▸ **Trecho para leitura**
Quanto ao pedido de aplicação do concurso formal entre a conduta dos autos e a de tráfico de drogas, apurada no processo nº 2006.61.19.000403-7, sob a alegação "da FINALIDADE e PROPÓSITO serem únicos, sendo certo que para poder realizar o tráfico, precisou utilizar, como MEIO para conduta delituosa, o referido documento falso", não procede a pretensão da Defesa.
Trata-se de condutas criminosas autônomas e praticadas em datas distintas. No processo nº 2006.61.19.000403-7, foi apurado o crime de tráfico internacional de drogas, sendo que o apelante foi preso em flagrante em 19/01/2006.
No curso da instrução, apurou-se que o passaporte que o réu usaria para embarcar com a droga é falso e que o mesmo passaporte foi utilizado, em 27/11/2005, para a sua entrada no território nacional, conduta essa que foi objeto da denúncia oferecida nos presentes autos.
Como se percebe, o crime de uso de documento falso foi praticado em condição de tempo diversa do crime de tráfico, sendo que o tráfico ocorreu em 19/01/2006, enquanto o uso de documento falso se deu em 27/11/2005.
Assim, não restam preenchidos os requisitos do concurso formal, que ocorre quando o agente, mediante uma única conduta, pratica dois ou mais crimes, idênticos ou não. No caso dos autos, o réu praticou duas condutas: uso de passaporte falso e transporte de drogas e em datas diversas.
Ainda que assim não fosse, não há, também, que se falar em aplicação do princípio da consunção, pois o crime de uso de documento falso não é meio necessário à prática do delito de tráfico de drogas.
Isso porque é plenamente viável praticar-se o crime de tráfico internacional de drogas utilizando-se do próprio passaporte, descaracterizando-se a relação entre meio e fim, imprescindível para a aplicação do princípio da consunção.
Portanto, trata-se de desígnios autônomos, de vontades independentes para a prática de delitos distintos, cujos bens jurídicos tutelados também são diversos: no crime de uso de documento falso, tutela-se a fé pública, a moral e a credibilidade da Administração Pública; no crime de tráfico de drogas, tutela-se a saúde pública.
Com o uso de passaporte falso, procurou o réu ocultar a sua verdadeira identidade, demonstrando finalidade diversa da perquirida na prática do crime de tráfico de entorpecentes.
No sentido da inaplicabilidade do princípio da consunção nos casos de crime de uso de documento falso de tráfico de drogas aponto precedentes so Superior Tribunal de Justiça e desta Primeira Turma do Tribunal Regional Federal da 3ª Região:
Portanto, inaplicável o concurso formal, bem como o princípio da consunção.
O pedido de desclassificação do crime de uso de documento falso para o crime de falsa identidade não comporta acolhimento.
Há que se distinguir o crime de uso de documento falso (art. 304) e o crime de falsa identidade (art. 307).

▸ **Tarefas obrigatórias**
1/ Retorne, do trecho para leitura sobre uso de documento falso e tráfico de drogas, a parte que abre com as palavras que contêm "No curso da" e fecha com "nos presentes autos.".
2/ Liste todos os bens jurídicos que o trecho para leitura sobre uso de documento falso e tráfico de drogas aponta como tutelados pelos dois crimes.
3/ Escreva o que vem depois no trecho para leitura sobre uso de documento falso e tráfico de drogas, começando após a última frase apresentada.

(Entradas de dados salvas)
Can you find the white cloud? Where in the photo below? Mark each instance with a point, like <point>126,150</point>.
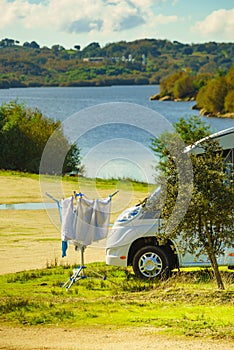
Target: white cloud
<point>219,24</point>
<point>80,16</point>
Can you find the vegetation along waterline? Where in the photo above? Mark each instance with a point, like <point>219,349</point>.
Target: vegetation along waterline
<point>144,61</point>
<point>213,93</point>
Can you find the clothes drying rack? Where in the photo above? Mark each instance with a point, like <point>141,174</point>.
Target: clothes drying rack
<point>78,273</point>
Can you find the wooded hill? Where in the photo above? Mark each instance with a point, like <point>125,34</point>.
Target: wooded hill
<point>143,61</point>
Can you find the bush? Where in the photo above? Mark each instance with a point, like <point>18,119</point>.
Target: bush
<point>24,133</point>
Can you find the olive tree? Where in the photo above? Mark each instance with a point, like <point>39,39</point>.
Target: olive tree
<point>208,224</point>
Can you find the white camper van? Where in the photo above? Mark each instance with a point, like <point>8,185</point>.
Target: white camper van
<point>133,238</point>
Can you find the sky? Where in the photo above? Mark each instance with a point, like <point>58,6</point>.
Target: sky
<point>81,22</point>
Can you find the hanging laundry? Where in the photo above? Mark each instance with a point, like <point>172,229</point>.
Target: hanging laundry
<point>69,218</point>
<point>85,222</point>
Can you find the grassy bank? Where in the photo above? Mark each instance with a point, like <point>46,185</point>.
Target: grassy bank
<point>31,238</point>
<point>188,304</point>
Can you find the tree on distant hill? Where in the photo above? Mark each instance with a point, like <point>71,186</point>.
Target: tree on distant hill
<point>216,96</point>
<point>24,133</point>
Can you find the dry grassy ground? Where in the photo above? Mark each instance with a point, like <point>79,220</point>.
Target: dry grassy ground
<point>29,240</point>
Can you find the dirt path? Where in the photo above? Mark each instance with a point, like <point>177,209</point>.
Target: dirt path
<point>37,338</point>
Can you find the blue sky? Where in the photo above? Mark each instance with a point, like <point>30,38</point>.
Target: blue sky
<point>80,22</point>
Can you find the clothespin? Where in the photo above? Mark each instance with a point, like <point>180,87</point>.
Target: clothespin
<point>113,194</point>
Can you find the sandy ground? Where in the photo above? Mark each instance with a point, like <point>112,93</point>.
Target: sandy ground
<point>36,245</point>
<point>99,339</point>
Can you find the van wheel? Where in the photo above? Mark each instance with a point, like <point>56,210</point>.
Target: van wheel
<point>150,262</point>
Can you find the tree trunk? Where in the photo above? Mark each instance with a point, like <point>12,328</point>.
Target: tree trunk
<point>214,263</point>
<point>217,272</point>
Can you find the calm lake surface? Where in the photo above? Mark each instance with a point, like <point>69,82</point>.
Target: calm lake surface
<point>112,149</point>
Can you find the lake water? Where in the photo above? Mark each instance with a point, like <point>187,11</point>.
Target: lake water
<point>112,125</point>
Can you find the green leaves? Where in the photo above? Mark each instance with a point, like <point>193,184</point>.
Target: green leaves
<point>24,133</point>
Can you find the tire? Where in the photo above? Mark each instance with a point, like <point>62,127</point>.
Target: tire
<point>151,262</point>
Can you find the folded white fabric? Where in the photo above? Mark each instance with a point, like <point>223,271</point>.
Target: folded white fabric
<point>69,218</point>
<point>87,221</point>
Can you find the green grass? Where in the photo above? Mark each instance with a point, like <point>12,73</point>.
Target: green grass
<point>187,304</point>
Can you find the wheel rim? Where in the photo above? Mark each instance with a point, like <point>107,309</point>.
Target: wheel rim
<point>150,264</point>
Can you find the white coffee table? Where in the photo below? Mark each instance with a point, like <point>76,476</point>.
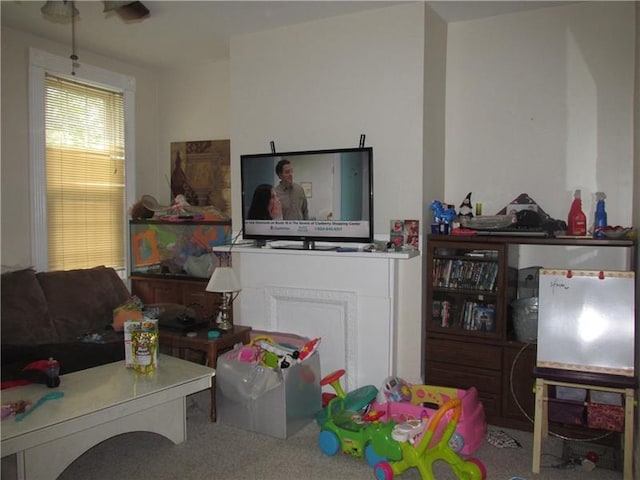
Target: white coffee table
<point>99,403</point>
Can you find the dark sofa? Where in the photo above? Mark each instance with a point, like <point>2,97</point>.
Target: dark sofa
<point>47,314</point>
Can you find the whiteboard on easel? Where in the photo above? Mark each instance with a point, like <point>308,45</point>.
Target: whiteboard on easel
<point>586,321</point>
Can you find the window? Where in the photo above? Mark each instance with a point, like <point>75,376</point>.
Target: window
<point>82,164</point>
<point>84,135</point>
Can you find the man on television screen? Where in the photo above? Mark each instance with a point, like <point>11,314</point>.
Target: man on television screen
<point>292,198</point>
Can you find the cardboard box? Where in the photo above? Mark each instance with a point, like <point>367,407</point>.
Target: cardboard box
<point>273,401</point>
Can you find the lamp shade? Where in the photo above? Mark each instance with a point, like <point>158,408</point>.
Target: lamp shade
<point>223,280</point>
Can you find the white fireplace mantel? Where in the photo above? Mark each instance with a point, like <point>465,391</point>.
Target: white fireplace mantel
<point>348,299</point>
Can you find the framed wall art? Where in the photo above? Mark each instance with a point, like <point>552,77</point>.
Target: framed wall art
<point>201,171</point>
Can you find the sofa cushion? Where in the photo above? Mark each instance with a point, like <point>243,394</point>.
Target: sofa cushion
<point>73,356</point>
<point>25,316</point>
<point>82,301</point>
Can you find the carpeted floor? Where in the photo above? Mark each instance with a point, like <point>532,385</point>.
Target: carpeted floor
<point>218,451</point>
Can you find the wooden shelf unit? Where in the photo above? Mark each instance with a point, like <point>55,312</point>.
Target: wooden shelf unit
<point>188,291</point>
<point>461,354</point>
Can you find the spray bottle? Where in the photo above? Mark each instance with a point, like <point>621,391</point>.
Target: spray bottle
<point>577,221</point>
<point>601,216</point>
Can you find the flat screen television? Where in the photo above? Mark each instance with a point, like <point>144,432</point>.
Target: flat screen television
<point>336,185</point>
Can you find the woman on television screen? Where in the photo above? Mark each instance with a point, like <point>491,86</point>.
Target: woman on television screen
<point>265,204</point>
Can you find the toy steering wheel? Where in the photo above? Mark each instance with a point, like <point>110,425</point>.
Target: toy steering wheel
<point>333,379</point>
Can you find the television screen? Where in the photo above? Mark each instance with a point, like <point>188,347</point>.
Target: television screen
<point>321,195</point>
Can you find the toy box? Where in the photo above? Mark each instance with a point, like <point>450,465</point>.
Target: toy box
<point>274,401</point>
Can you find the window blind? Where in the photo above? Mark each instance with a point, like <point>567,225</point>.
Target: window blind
<point>85,170</point>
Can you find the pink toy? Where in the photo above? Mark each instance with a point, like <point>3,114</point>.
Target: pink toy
<point>423,443</point>
<point>426,399</point>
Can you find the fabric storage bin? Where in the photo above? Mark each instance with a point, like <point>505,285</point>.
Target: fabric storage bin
<point>605,417</point>
<point>566,412</point>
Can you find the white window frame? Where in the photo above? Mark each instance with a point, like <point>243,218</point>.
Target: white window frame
<point>40,63</point>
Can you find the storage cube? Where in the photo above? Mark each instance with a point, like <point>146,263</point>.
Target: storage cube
<point>605,417</point>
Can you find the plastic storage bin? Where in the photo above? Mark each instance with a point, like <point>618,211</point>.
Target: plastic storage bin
<point>273,401</point>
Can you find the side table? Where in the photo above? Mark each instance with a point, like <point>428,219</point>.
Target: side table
<point>179,343</point>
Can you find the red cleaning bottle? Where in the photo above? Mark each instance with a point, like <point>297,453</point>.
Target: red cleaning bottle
<point>577,221</point>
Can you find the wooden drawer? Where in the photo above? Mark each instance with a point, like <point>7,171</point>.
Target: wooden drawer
<point>488,383</point>
<point>451,376</point>
<point>464,354</point>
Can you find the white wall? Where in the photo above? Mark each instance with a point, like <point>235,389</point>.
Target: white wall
<point>16,194</point>
<point>542,102</point>
<point>195,106</point>
<point>320,85</point>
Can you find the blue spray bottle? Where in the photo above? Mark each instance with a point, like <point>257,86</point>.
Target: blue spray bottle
<point>601,216</point>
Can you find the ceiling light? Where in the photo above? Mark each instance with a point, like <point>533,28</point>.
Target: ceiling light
<point>110,6</point>
<point>59,10</point>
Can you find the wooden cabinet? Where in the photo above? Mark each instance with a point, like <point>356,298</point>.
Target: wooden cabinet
<point>183,291</point>
<point>468,333</point>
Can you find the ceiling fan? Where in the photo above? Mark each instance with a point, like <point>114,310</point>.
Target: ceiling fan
<point>127,10</point>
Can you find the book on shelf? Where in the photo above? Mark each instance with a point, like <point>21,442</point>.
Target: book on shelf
<point>465,274</point>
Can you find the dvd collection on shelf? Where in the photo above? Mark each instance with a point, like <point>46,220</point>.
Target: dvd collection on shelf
<point>468,315</point>
<point>465,274</point>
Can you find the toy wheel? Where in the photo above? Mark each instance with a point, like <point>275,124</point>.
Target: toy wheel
<point>329,443</point>
<point>372,457</point>
<point>456,442</point>
<point>383,471</point>
<point>480,472</point>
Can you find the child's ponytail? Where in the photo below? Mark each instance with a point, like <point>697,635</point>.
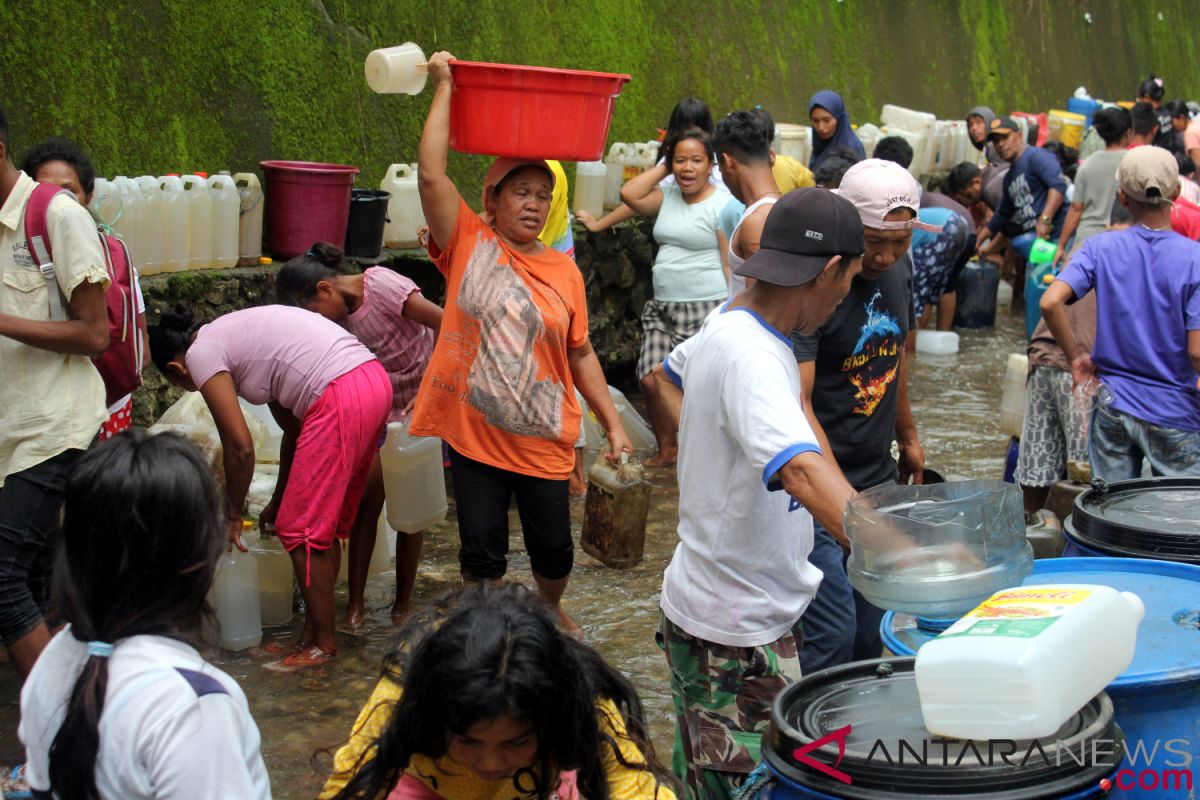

▸ **Respostas em ordem**
1/
No curso da instrução, apurou-se que o passaporte que o réu usaria para embarcar com a droga é falso e que o mesmo passaporte foi utilizado, em 27/11/2005, para a sua entrada no território nacional, conduta essa que foi objeto da denúncia oferecida nos presentes autos.

2/ a fé pública; a moral; a credibilidade da Administração Pública; a saúde pública

3/
A prática do crime de falsa identidade se perfaz quando, por exemplo, o agente simplesmente se apresenta como sendo alguém que não é, sem que para tanto seja necessária a apresentação de qualquer documento.
No caso do crime de uso de documento falso, ao contrário, o agente se utiliza de um documento para se identificar. Ocorre, nesse caso, a apresentação de um documento espúrio.
O Supremo Tribunal Federal, no HC 1003314, constante do Informativo 628, manifestou-se acerca da diferença entre os dois delitos. Confira-se do acórdão:
No caso dos autos, conforme atesta o laudo de exame documentoscópico de fls. 19-22, o passaporte é falso e foi, efetivamente, utilizado pelo réu para ingressar no Brasil, como atesta o carimbo imigratório às fls. 24 do documento. Dessa forma, a conduta do réu se enquadra no tipo do artigo 304 do Código Penal.
Portanto, a condenação pelo crime de uso de documento público falso é de rigor e fica mantida.
Passo à análise da dosimetria da pena.
Na primeira fase da dosimetria da pena, o MM. Juízo a quo fixou-a acima do mínimo legal, em 02 (dois) anos e 06 (seis) meses de reclusão, pelos seguintes fundamentos (fls. 134/135):
Em relação à culpabilidade, o fato do réu não ter agido de inopino, mas com tempo de refletir a respeito da conduta e persistir no intento criminoso, constitui circunstância ínsita ao dolo.
Com efeito, dificilmente se poderia cogitar da hipótese do cometimento de crime de uso de passaporte materialmente falsificado que não fosse praticado de forma premeditada.
No que tange à personalidade, não verifico nos autos elementos que permitam a sua valoração. As razões indicadas pelo Juízo a quo não justificam o agravamento da pena-base, até mesmo porque, no caso do uso de documento falso, não há elementos nos autos que indiquem que tenha sido cometido com motivação econômica.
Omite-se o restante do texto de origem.